*WHAT NEEDS TO BE DONE*
Pictures stay out; everything else in the entries below is to be duplicated exactly.

*DATA RECORDS*
+++
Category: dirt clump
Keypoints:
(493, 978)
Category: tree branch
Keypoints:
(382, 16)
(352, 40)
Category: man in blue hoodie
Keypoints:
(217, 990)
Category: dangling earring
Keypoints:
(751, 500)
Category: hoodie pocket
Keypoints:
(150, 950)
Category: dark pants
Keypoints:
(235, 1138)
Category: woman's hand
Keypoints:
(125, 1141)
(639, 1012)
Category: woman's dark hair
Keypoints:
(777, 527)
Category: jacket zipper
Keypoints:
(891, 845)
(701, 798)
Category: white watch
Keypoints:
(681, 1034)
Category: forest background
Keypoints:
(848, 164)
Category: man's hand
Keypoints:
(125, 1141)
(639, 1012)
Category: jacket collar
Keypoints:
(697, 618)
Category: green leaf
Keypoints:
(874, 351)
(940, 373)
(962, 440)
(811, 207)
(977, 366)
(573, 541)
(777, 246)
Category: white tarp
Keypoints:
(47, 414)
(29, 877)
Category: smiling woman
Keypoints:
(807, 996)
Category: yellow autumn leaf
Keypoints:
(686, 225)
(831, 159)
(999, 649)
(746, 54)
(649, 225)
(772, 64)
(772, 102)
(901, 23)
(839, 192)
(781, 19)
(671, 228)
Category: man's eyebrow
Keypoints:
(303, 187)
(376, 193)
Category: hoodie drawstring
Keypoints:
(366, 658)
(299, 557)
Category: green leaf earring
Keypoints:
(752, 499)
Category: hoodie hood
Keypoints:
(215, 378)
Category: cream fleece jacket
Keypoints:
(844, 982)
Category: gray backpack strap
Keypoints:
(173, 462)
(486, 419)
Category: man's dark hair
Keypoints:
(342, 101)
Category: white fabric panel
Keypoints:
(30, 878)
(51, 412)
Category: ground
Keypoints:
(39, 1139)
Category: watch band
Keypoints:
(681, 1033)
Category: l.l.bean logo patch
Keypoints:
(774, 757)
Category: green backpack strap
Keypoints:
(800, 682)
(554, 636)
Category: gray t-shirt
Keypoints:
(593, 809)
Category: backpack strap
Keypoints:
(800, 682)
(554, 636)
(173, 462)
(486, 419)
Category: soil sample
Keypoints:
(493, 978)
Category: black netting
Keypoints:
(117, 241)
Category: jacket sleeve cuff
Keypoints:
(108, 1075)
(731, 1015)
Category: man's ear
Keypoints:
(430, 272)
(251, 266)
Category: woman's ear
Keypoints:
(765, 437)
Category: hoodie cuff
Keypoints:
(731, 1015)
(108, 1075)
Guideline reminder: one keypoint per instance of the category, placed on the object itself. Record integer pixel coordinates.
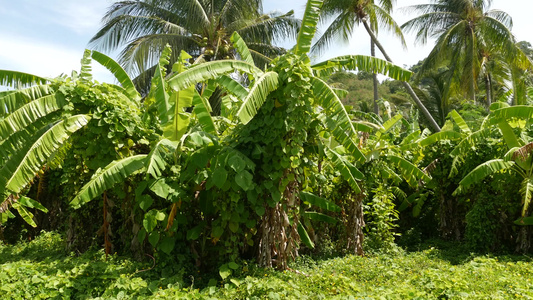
+++
*SOLVED EXERCISE*
Category: dirt clump
Keypoints:
(493, 978)
Category: tree branch
Keypoints:
(382, 16)
(352, 40)
Category: man in blue hoodie
Keypoints:
(217, 990)
Category: dangling earring
Keypoints:
(751, 500)
Category: hoodie pocket
Keypoints:
(150, 950)
Category: dark pants
Keypoints:
(235, 1138)
Category: woman's hand
Keypoints:
(125, 1141)
(639, 1012)
Category: woman's dark hair
Keypoints:
(777, 527)
Category: jacket zipper
Keypoints:
(891, 845)
(701, 798)
Category: white watch
Keypoints:
(681, 1034)
Category: forest background
Keypoints:
(848, 164)
Category: man's hand
Keypoints:
(125, 1141)
(639, 1012)
Category: jacket collar
Keypoints:
(697, 618)
Category: green leaf
Keypoints:
(874, 351)
(940, 373)
(962, 440)
(811, 207)
(977, 366)
(573, 541)
(777, 246)
Category: white tarp
Keypoints:
(47, 414)
(29, 877)
Category: smiling woman
Keypoints:
(807, 996)
Category: yellow autumn leaf
Keypoints:
(686, 225)
(831, 159)
(999, 649)
(746, 54)
(649, 225)
(772, 64)
(772, 102)
(901, 23)
(839, 192)
(781, 19)
(671, 228)
Category: man's eyebrow
Keypoints:
(303, 187)
(376, 193)
Category: hoodie drawstring
Keypoints:
(366, 658)
(299, 557)
Category: green leaf earring
Keypoints:
(752, 499)
Category: hoodie hood
Keypoints:
(215, 378)
Category: cream fleece jacket
Keypoints:
(844, 982)
Category: gray backpack strap
Keypoints:
(173, 462)
(486, 419)
Category: man's dark hair
Keypoints:
(342, 101)
Category: white fabric panel
Keypoints:
(30, 878)
(51, 412)
Category: ground
Keypoints:
(39, 1139)
Category: watch band
Keypoints:
(681, 1033)
Category: l.l.bean logo patch
Keypoints:
(774, 757)
Category: green backpack strap
Keypoints:
(800, 682)
(554, 636)
Category: gray t-shirt
Keypoints:
(593, 809)
Category: backpack strap
Keypoints:
(800, 682)
(554, 636)
(173, 462)
(486, 419)
Category: soil sample
Keypoints:
(493, 978)
Category: black netting
Keypoints:
(117, 241)
Category: jacket sleeve cuff
Keypoints:
(108, 1075)
(731, 1015)
Category: man's ear
Keypoints:
(430, 272)
(251, 266)
Category: woman's ear
Keypoints:
(765, 437)
Category: hoodie cuff
Keypoints:
(731, 1015)
(108, 1075)
Guideline reminder: one keypoint per instance of the category, placed on the object itself. Record integer pixel coordinates.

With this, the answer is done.